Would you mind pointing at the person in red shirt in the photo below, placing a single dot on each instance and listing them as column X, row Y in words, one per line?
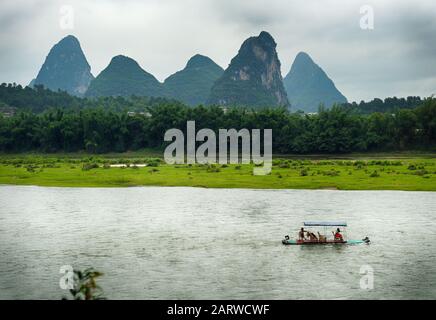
column 338, row 235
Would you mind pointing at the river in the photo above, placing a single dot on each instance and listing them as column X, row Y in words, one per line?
column 195, row 243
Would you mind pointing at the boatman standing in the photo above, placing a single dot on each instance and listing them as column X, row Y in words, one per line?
column 338, row 235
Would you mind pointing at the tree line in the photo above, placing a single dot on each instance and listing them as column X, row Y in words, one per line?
column 101, row 129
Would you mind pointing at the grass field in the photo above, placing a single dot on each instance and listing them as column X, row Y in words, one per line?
column 350, row 172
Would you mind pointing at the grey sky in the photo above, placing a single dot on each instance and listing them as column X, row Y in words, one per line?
column 397, row 58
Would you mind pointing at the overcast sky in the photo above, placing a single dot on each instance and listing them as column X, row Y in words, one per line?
column 397, row 57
# # # # #
- _What you should do_
Render all of the data above as a JSON list of strings, one string per line, skipping blank lines and leaving out the pictures.

- _Reply_
[
  "Would you mind pointing at the person in red shirt in the photo below, placing a single dot on each instance and listing them as column X, row Y in words, one per line?",
  "column 338, row 235",
  "Would you mind pointing at the river in the photo above, placing a single dot on each instance and listing them as column X, row Y in words, one per line?",
  "column 195, row 243",
  "Would you mind pointing at the boatman standing in the photo above, placing a single dot on each instance and listing them as column X, row Y in words, one per line?",
  "column 338, row 235",
  "Would you mind pointing at the tree line in the photo above, placing a single dot on each instance and listing them as column X, row Y in words, one per line?",
  "column 101, row 129",
  "Would you mind pointing at the grass field in the photo above, placing a single dot on each instance and listing them as column X, row Y in words, one per line?",
  "column 350, row 172",
  "Would you mind pointing at the grey sky in the photo above, placing a single dot on each instance and listing them as column X, row Y in words, one per line?",
  "column 397, row 58",
  "Would you mind pointing at the overcast sky in the photo above, placing a single dot on each instance and listing them as column X, row Y in words, one per line?",
  "column 397, row 57"
]